[Excerpt provided — start]

Building Neni: legal search that actually has to know the law
I have been working on neni.me, a legal research app built on top of Statute Atlas.
The idea sounds simple if you say it too fast: put Kosovo laws into a database, add embeddings, let people ask questions, return answers with citations.
But that is the demo version of the problem. The real version is much more annoying and much more interesting.
Legal text is not a normal document collection. A constitution, a statute, a regulation, a court decision, and a small amendment are all text, but they should not be treated the same. They have structure. They have dates. They have article numbers. They have official sources. Sometimes they change. Sometimes they reference each other. And if the answer is wrong, “the model sounded confident” is not a good excuse.
So the main work was not building a chat UI. The main work was turning a messy legal corpus into something that can be searched, cited, and trusted.
A Lot Of The Work Is Ingestion
Before the RAG part can be good, the documents have to be clean enough.
Neni has to fetch legal sources, parse the pages or PDFs, extract the actual law text, split it into articles and sections, and keep the metadata around. Things like country, source, document type, publication date, effective date, title, article number, and source URL matter a lot.
If you loose that structure, retrieval becomes mush.
This is why I care about chunking by article or section instead of just cutting every document into random token windows. If someone asks about a legal rule, the answer usually lives inside a specific article, not in some arbitrary slice of 800 tokens. The chunk should know where it came from.

[Excerpt provided — finish]
[Data — start]

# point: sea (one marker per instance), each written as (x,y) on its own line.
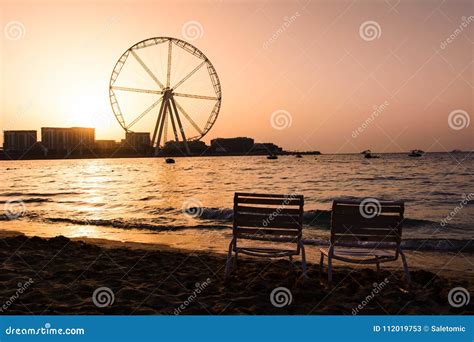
(137,199)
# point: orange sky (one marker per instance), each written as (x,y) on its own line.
(308,58)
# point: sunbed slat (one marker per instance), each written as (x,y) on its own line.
(262,210)
(271,201)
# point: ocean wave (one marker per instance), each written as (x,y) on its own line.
(435,245)
(311,217)
(124,224)
(38,194)
(31,200)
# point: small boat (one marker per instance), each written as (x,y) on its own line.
(416,153)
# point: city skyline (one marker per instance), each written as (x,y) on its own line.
(290,74)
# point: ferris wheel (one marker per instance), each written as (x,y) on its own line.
(166,85)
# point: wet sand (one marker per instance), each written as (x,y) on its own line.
(60,275)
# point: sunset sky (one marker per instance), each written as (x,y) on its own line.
(310,61)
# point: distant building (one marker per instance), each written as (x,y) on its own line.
(178,148)
(269,148)
(18,141)
(232,145)
(138,140)
(59,139)
(106,144)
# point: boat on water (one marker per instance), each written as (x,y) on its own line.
(416,153)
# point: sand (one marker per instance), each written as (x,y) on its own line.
(60,275)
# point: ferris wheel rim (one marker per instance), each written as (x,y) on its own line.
(196,52)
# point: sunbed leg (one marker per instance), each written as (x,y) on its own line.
(303,260)
(236,259)
(331,252)
(228,265)
(405,267)
(321,264)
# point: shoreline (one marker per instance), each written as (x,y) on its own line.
(283,154)
(65,273)
(446,263)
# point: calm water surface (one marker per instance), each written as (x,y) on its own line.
(148,194)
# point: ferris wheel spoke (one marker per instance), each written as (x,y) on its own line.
(144,113)
(148,71)
(189,75)
(138,90)
(202,97)
(191,121)
(168,73)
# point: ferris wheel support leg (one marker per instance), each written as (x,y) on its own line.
(160,130)
(185,142)
(158,120)
(176,138)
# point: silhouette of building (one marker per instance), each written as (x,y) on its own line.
(70,140)
(18,141)
(178,148)
(138,140)
(232,145)
(106,144)
(269,148)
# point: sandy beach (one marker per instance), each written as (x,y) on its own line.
(60,275)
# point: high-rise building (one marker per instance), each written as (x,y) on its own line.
(18,141)
(58,139)
(138,140)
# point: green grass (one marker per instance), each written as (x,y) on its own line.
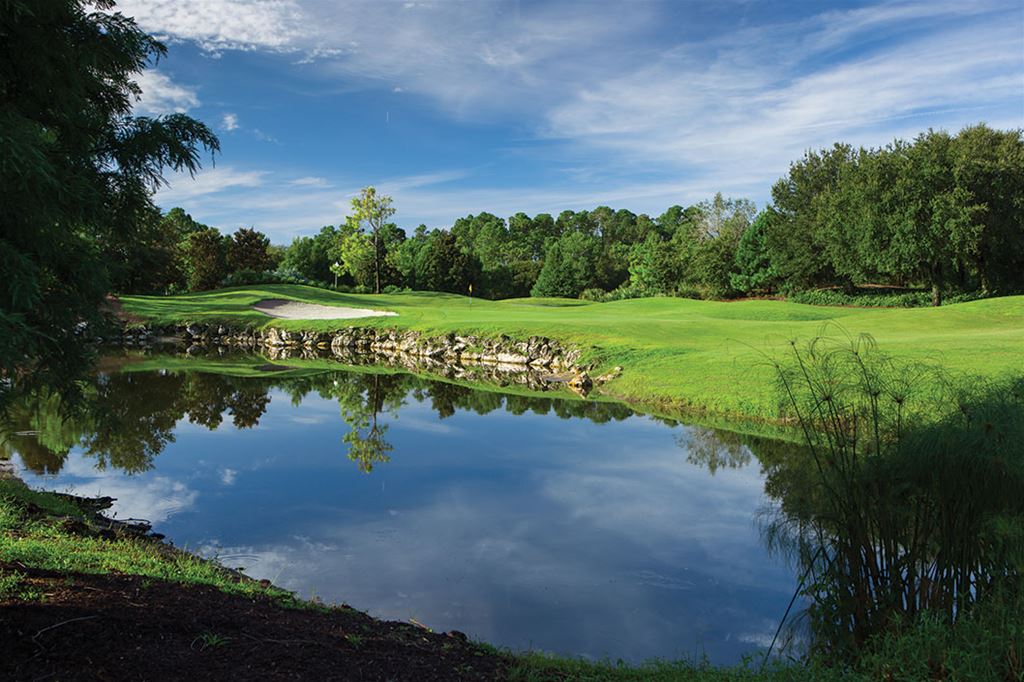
(680,353)
(43,530)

[Data — finish]

Reproduce the passage from the Neni write-up between "Legal text is" and "cited, and trusted.", inclusive.

Reply to the exercise:
Legal text is not a normal document collection. A constitution, a statute, a regulation, a court decision, and a small amendment are all text, but they should not be treated the same. They have structure. They have dates. They have article numbers. They have official sources. Sometimes they change. Sometimes they reference each other. And if the answer is wrong, “the model sounded confident” is not a good excuse.
So the main work was not building a chat UI. The main work was turning a messy legal corpus into something that can be searched, cited, and trusted.